Print the records word for word, starting at their beginning and ending at the line that contains "x=333, y=116", with both ends included. Leave the pictures out of your answer.

*DATA PROVIDED*:
********
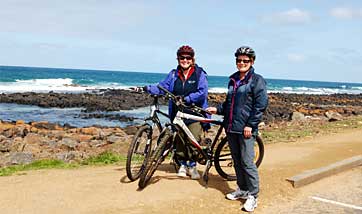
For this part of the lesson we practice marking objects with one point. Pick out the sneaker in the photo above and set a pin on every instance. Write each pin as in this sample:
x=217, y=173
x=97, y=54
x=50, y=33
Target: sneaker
x=237, y=194
x=194, y=173
x=250, y=204
x=182, y=172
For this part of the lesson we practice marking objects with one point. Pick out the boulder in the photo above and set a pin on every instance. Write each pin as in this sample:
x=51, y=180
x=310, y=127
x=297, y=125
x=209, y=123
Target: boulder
x=297, y=116
x=20, y=158
x=333, y=116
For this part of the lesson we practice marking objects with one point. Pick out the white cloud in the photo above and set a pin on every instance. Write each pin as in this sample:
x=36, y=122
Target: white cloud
x=292, y=16
x=346, y=13
x=294, y=57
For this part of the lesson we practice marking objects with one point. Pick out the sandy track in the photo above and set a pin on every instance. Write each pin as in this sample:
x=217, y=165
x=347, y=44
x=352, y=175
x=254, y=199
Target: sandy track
x=106, y=189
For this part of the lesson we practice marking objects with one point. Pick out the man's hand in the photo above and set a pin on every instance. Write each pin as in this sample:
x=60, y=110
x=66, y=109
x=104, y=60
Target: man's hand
x=247, y=132
x=211, y=110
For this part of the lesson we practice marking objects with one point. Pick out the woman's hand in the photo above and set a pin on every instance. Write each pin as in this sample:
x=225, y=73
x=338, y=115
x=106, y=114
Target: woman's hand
x=211, y=110
x=247, y=132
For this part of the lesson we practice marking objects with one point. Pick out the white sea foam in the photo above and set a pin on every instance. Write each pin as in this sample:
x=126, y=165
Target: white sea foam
x=55, y=85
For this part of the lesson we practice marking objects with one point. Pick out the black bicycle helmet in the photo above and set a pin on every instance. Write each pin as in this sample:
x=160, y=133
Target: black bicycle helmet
x=185, y=49
x=245, y=50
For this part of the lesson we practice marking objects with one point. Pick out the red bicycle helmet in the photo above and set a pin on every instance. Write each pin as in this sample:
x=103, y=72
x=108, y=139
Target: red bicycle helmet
x=245, y=50
x=185, y=49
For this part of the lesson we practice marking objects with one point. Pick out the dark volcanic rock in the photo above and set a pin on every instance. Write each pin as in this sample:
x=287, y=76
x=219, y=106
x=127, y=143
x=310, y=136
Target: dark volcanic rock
x=281, y=106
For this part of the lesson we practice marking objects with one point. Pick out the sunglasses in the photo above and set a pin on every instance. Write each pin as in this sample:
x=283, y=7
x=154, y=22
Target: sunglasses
x=184, y=57
x=243, y=60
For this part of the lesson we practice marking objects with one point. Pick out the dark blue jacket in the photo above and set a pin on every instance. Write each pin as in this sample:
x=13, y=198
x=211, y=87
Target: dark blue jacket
x=199, y=97
x=245, y=102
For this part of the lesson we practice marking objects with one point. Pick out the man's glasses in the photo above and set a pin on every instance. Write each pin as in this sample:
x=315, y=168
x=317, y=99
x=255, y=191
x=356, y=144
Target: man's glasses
x=184, y=57
x=243, y=60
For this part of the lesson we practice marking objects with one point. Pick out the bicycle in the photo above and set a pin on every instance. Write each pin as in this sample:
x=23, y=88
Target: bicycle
x=221, y=157
x=140, y=147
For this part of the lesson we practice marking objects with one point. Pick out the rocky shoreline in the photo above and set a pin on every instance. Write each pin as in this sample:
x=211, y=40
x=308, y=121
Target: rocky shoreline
x=22, y=143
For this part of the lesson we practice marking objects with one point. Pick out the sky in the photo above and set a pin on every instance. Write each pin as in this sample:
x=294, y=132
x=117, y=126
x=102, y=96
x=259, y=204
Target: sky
x=302, y=40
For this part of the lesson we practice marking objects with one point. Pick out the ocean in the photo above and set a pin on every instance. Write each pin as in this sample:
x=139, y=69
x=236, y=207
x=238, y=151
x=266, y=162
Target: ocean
x=24, y=79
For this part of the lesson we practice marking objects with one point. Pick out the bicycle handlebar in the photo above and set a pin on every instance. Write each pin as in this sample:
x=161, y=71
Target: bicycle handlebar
x=173, y=97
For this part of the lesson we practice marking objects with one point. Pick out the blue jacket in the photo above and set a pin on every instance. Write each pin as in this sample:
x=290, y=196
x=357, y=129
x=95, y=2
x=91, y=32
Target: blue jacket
x=199, y=98
x=245, y=102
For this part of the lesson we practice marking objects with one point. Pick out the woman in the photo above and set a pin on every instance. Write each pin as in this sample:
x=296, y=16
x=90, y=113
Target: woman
x=188, y=81
x=243, y=108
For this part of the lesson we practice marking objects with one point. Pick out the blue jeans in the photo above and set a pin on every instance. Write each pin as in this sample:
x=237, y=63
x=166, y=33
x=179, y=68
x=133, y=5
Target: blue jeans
x=242, y=152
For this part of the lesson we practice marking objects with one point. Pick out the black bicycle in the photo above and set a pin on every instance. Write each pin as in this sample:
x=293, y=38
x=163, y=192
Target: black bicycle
x=141, y=145
x=207, y=155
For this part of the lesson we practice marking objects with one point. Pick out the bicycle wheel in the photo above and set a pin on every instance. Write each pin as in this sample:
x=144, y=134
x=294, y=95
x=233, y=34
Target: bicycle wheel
x=224, y=163
x=155, y=159
x=138, y=152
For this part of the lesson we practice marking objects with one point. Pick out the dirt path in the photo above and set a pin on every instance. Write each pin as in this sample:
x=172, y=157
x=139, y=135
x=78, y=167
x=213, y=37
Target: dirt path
x=106, y=189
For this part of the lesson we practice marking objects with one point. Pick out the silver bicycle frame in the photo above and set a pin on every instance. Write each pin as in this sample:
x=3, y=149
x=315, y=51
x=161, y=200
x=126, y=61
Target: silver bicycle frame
x=178, y=121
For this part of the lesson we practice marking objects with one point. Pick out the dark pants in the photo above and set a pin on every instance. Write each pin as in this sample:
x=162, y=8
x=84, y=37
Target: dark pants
x=242, y=152
x=183, y=150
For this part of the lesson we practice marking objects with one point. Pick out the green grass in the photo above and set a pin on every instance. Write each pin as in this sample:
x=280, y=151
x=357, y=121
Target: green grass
x=102, y=159
x=282, y=132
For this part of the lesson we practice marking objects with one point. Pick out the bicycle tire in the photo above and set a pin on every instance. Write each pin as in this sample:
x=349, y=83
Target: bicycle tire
x=223, y=153
x=138, y=152
x=154, y=161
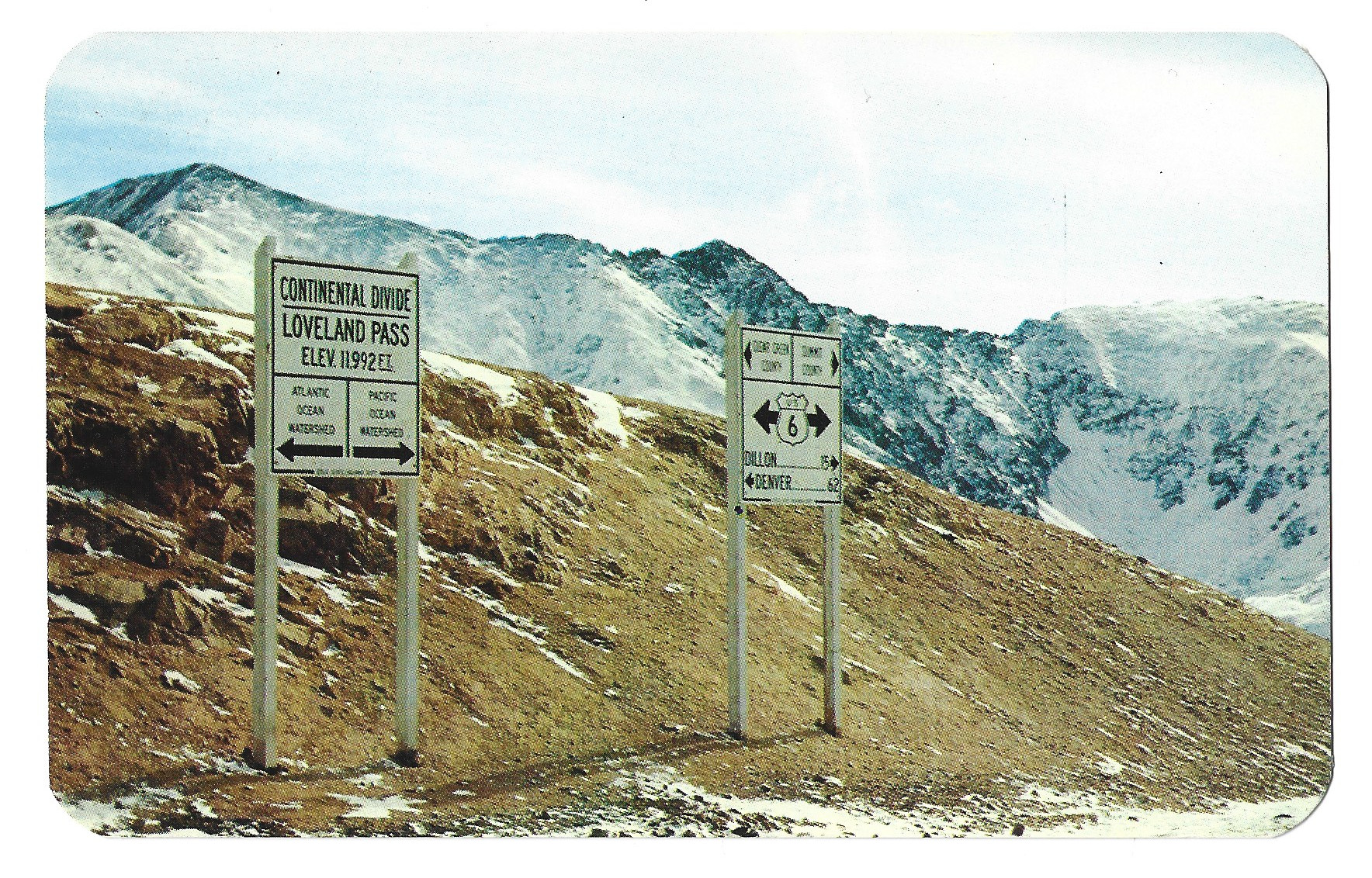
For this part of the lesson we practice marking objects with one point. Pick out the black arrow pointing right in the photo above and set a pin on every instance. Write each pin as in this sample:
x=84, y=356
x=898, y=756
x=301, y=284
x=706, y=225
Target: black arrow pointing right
x=766, y=417
x=289, y=451
x=818, y=420
x=400, y=453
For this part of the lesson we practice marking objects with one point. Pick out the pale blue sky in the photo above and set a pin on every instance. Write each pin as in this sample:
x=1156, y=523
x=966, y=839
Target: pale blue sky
x=920, y=178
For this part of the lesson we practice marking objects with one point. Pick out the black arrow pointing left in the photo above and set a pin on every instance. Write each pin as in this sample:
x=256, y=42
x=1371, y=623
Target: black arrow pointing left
x=818, y=420
x=289, y=451
x=401, y=453
x=766, y=417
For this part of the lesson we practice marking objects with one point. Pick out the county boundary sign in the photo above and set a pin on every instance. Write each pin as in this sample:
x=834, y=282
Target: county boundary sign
x=791, y=385
x=784, y=417
x=345, y=371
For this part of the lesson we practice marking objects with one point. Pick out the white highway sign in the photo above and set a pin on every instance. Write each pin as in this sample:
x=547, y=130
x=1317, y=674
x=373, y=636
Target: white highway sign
x=792, y=397
x=345, y=371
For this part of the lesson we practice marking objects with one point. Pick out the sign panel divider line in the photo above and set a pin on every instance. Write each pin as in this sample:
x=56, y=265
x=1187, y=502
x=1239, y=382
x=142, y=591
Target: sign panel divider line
x=341, y=310
x=330, y=378
x=348, y=268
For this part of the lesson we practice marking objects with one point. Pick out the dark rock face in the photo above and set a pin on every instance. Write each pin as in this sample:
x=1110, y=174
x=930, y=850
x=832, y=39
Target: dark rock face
x=984, y=416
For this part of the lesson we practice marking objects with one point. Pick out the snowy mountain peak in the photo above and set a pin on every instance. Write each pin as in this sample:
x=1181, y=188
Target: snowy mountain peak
x=1195, y=434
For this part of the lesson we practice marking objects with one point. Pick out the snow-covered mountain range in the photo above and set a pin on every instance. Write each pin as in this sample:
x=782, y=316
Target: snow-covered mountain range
x=1197, y=435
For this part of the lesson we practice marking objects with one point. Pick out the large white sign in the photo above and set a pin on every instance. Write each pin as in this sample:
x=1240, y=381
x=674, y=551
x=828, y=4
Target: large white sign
x=345, y=371
x=792, y=394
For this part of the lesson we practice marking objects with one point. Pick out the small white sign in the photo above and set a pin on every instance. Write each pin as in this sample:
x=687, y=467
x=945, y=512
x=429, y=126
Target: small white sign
x=345, y=371
x=792, y=398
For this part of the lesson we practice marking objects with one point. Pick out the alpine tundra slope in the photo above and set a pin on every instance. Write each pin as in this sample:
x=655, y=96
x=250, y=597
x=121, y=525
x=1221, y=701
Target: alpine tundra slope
x=1195, y=435
x=1000, y=676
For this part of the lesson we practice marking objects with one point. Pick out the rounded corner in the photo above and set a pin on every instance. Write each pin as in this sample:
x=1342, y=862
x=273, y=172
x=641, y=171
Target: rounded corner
x=1308, y=54
x=66, y=57
x=1311, y=812
x=69, y=822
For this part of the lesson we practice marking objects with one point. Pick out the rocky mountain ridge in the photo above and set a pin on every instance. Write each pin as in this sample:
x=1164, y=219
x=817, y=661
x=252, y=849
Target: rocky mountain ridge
x=1002, y=676
x=1216, y=415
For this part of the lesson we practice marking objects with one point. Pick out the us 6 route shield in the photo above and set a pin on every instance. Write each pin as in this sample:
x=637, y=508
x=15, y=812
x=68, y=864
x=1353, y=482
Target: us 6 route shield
x=345, y=371
x=792, y=398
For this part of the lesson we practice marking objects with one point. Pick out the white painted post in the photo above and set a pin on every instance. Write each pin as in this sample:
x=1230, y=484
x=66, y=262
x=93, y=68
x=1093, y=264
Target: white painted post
x=265, y=519
x=833, y=652
x=407, y=604
x=737, y=542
********
*TASK OUTPUT*:
For this part of the lesson we practice marking objects with one point. Pick out the sneaker in the photo above and set a pin on every instance. Write each pin as in this sample:
x=217, y=173
x=97, y=54
x=50, y=33
Target: sneaker
x=237, y=194
x=194, y=173
x=250, y=204
x=182, y=172
For this part of the lesson we practice marking objects with one point. Pick out the boulder in the photo above and set a pin on every instance. Write each pin as in this sample:
x=51, y=180
x=310, y=127
x=297, y=125
x=209, y=123
Target: boulder
x=297, y=116
x=20, y=158
x=333, y=116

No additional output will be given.